TASK INSTRUCTIONS -
Repeat word for word everything from the line containing "point: dark blue" to the end of the listing, first and last lines included, and only that.

RECORD LIST -

◆ ◆ ◆ ◆ ◆

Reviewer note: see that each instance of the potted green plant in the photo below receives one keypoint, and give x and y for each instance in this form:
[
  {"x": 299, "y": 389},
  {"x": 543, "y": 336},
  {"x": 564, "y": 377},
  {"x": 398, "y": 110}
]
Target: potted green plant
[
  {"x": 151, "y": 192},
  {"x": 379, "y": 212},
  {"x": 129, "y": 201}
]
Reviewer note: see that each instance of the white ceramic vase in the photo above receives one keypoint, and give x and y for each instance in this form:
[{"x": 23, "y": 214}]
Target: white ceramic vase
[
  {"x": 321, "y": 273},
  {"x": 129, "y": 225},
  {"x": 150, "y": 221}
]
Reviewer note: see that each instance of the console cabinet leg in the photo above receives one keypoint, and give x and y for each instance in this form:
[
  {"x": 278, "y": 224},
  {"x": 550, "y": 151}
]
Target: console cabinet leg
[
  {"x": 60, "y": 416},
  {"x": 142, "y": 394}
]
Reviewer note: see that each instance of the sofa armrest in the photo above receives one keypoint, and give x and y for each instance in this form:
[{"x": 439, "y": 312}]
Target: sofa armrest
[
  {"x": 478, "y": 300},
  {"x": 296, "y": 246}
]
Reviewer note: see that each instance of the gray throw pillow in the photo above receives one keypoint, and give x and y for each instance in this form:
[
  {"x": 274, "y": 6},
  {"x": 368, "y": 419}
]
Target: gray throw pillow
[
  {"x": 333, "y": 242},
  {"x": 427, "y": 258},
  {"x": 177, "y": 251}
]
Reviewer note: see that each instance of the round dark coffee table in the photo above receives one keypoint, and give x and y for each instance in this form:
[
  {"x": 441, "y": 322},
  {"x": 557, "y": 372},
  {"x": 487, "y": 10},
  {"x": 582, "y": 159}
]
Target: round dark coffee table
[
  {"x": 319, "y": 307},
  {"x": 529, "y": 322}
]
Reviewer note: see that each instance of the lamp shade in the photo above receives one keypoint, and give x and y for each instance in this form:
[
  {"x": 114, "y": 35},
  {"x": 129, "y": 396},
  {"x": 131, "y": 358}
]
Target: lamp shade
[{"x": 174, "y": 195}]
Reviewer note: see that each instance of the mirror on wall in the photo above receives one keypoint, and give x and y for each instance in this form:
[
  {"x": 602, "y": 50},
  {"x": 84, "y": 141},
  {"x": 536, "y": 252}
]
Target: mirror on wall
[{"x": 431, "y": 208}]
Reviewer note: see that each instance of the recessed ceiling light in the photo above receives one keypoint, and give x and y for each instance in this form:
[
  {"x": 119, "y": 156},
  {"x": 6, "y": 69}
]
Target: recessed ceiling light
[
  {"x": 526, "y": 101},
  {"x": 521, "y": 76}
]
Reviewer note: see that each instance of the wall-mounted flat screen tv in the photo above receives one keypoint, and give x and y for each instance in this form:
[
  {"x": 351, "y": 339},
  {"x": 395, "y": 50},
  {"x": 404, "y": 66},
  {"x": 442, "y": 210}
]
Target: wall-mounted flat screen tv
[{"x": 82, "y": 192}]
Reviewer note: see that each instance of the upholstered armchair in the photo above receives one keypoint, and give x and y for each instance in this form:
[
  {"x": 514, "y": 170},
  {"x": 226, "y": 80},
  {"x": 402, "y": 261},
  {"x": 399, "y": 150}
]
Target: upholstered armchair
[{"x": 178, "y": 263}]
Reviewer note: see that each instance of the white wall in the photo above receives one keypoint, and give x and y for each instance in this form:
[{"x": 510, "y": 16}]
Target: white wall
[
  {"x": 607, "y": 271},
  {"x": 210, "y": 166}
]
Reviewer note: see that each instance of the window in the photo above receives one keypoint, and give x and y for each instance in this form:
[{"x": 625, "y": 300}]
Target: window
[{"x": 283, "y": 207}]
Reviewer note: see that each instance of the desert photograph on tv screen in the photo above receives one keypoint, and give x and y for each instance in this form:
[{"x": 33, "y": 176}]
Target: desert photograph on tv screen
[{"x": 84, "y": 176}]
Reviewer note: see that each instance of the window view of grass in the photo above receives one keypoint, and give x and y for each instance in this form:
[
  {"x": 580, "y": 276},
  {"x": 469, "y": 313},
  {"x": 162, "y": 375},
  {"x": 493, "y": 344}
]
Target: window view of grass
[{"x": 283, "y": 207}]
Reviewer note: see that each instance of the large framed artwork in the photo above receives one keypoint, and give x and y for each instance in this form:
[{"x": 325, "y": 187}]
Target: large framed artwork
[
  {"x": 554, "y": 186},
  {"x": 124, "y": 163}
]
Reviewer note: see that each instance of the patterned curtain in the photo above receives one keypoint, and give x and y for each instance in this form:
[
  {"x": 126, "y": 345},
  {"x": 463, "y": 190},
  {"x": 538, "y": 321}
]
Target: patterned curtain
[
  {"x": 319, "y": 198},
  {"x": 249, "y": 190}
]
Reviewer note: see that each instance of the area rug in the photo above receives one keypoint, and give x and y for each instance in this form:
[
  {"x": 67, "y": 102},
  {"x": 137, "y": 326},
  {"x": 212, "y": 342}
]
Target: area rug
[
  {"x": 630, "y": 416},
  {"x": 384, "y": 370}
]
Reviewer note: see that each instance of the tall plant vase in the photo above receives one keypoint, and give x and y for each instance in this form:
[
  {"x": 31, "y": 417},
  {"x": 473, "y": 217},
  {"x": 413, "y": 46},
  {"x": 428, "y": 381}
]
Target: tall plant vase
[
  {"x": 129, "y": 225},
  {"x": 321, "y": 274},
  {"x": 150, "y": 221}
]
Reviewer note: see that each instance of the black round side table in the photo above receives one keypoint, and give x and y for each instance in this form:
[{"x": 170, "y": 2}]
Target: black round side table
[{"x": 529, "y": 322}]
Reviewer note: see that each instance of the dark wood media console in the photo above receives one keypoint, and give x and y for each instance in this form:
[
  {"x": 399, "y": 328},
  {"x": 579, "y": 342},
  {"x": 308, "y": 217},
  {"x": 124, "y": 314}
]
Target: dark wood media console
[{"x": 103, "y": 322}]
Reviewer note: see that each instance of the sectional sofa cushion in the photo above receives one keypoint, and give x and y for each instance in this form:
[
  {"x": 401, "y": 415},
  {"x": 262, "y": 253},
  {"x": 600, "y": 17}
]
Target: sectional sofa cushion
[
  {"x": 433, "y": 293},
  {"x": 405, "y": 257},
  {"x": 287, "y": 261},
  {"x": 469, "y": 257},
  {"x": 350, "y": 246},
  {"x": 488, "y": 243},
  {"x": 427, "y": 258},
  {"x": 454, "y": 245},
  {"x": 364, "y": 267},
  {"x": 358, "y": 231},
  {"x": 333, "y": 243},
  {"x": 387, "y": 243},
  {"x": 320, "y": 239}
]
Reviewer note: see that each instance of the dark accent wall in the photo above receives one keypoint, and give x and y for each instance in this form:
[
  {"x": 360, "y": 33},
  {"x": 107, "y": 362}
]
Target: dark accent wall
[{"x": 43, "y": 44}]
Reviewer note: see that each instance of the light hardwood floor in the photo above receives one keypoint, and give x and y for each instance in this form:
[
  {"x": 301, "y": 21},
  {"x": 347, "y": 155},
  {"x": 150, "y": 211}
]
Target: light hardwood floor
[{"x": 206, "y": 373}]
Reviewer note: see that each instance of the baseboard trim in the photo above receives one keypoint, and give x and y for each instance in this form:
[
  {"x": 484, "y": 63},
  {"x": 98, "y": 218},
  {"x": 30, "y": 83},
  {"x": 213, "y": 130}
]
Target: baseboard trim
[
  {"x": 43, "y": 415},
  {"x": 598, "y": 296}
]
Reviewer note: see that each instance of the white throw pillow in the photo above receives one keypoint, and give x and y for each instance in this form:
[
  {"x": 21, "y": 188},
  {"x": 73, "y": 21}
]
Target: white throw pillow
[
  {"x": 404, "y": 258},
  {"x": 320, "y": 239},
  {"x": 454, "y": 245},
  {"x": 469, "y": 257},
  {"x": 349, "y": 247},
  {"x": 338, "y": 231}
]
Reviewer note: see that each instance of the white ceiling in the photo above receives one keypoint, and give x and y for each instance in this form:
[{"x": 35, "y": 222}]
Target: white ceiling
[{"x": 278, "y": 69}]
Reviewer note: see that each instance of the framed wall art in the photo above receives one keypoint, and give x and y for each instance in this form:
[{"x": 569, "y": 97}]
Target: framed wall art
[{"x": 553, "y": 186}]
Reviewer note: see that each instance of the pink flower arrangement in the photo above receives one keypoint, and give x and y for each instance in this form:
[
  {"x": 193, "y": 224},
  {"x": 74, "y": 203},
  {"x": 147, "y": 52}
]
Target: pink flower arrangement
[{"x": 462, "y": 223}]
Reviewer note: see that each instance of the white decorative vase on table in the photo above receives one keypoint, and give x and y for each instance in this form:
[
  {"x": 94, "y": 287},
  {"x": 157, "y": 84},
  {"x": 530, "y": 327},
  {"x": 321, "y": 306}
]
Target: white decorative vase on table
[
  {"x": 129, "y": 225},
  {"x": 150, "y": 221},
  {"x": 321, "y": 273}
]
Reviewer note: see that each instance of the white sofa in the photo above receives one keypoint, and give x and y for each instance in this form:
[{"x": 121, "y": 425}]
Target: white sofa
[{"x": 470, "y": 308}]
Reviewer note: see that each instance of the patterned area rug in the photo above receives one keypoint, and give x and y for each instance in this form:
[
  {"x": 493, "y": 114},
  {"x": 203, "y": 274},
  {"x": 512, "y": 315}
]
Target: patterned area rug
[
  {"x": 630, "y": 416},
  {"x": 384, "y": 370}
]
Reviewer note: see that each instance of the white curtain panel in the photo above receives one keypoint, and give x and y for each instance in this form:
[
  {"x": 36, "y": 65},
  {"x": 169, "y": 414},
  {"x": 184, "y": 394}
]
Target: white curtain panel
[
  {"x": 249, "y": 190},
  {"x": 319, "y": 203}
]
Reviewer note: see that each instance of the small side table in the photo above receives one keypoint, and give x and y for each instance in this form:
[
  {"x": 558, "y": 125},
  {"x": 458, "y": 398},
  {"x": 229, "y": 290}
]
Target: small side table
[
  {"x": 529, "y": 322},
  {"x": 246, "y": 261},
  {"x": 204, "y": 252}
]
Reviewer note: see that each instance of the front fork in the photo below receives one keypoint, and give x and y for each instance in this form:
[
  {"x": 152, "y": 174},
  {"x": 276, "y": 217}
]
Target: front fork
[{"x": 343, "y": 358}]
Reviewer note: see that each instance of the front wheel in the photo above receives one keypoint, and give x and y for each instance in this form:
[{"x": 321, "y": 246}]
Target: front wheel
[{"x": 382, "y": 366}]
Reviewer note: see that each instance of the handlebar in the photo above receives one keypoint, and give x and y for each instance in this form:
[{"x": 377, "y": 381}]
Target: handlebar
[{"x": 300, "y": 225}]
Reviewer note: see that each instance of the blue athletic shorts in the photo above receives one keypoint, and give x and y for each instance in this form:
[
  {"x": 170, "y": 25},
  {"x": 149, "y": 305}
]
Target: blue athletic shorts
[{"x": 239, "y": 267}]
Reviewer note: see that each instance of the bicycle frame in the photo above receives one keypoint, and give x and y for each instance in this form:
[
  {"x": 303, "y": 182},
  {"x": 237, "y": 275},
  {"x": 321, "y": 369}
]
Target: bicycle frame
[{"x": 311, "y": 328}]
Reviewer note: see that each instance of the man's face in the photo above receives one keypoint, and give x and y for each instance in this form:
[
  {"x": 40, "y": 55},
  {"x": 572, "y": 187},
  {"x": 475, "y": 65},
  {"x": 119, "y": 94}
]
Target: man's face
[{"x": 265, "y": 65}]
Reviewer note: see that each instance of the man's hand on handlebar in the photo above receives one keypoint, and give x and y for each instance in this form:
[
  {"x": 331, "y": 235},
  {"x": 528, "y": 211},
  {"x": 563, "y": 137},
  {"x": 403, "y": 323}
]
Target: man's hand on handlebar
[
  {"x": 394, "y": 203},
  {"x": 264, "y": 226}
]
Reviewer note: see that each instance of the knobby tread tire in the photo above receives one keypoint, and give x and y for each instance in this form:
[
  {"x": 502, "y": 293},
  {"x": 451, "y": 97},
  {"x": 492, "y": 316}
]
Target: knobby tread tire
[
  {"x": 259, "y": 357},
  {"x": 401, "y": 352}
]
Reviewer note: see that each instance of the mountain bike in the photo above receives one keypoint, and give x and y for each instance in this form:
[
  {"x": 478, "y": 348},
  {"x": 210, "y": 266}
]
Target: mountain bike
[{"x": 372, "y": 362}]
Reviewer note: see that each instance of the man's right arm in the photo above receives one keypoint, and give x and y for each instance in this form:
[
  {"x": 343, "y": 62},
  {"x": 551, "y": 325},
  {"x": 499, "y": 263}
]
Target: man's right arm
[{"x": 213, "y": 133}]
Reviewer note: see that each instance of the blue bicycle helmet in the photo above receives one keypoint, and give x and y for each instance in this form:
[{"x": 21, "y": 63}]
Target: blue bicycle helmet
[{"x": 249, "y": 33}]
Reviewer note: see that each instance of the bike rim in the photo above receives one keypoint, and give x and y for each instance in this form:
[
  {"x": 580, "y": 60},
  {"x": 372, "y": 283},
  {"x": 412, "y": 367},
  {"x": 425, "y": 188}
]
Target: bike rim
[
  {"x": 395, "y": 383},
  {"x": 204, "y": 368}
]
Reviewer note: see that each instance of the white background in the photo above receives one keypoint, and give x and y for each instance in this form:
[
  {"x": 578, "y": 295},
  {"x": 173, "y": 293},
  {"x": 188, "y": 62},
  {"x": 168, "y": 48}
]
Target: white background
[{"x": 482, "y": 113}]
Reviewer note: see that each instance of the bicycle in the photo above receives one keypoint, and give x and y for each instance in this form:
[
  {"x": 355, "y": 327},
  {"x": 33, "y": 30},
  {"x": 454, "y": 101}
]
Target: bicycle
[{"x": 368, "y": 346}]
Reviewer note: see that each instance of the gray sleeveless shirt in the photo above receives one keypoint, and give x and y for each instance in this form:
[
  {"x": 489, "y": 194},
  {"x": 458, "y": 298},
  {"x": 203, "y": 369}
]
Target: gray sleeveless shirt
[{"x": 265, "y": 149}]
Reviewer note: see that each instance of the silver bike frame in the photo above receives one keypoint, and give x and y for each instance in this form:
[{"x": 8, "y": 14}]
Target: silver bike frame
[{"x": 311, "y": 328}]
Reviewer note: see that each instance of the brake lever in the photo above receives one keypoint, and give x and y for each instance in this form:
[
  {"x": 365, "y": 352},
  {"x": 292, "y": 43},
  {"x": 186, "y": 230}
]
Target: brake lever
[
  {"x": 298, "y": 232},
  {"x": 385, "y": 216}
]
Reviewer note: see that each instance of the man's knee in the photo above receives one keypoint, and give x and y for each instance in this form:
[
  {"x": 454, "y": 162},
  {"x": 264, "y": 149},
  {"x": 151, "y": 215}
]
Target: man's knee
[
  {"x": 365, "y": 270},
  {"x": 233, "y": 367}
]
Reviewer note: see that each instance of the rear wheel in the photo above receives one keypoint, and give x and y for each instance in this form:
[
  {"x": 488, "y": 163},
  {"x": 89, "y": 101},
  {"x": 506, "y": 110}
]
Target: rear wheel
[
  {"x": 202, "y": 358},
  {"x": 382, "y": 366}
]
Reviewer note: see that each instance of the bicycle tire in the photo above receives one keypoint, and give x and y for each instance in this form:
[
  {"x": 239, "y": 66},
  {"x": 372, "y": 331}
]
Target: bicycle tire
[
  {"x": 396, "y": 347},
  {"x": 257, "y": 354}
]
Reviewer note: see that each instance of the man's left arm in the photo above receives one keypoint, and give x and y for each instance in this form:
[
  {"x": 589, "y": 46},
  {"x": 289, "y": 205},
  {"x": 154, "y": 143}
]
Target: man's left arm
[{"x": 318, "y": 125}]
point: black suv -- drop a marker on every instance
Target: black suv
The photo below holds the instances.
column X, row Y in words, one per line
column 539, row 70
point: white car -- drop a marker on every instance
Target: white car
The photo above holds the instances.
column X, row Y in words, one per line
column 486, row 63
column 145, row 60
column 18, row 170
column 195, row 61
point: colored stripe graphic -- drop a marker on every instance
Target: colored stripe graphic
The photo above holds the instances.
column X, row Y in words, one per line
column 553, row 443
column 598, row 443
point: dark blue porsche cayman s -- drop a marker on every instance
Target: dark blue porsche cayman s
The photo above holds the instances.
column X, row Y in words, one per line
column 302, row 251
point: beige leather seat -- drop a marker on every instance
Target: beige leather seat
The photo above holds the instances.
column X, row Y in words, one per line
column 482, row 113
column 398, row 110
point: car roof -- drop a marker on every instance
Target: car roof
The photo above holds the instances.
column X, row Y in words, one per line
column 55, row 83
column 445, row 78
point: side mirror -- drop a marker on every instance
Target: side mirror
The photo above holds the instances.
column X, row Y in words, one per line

◆ ◆ ◆ ◆ ◆

TASK RESPONSE -
point: dark blue porsche cayman s -- drop a marker on every instance
Target: dark blue porsche cayman s
The photo above holds the instances.
column X, row Y in words, one per line
column 302, row 251
point: beige leather seat -- drop a marker on every instance
Target: beige leather seat
The photo above holds the instances.
column X, row Y in words, one per line
column 482, row 113
column 398, row 110
point: car roof -- drop a marker on every instance
Target: car roof
The photo above holds the instances.
column X, row Y in words, one per line
column 55, row 83
column 445, row 78
point: side mirror -- drop a marker on every instance
Target: side mirror
The photo above holds the instances.
column X, row Y in words, one per line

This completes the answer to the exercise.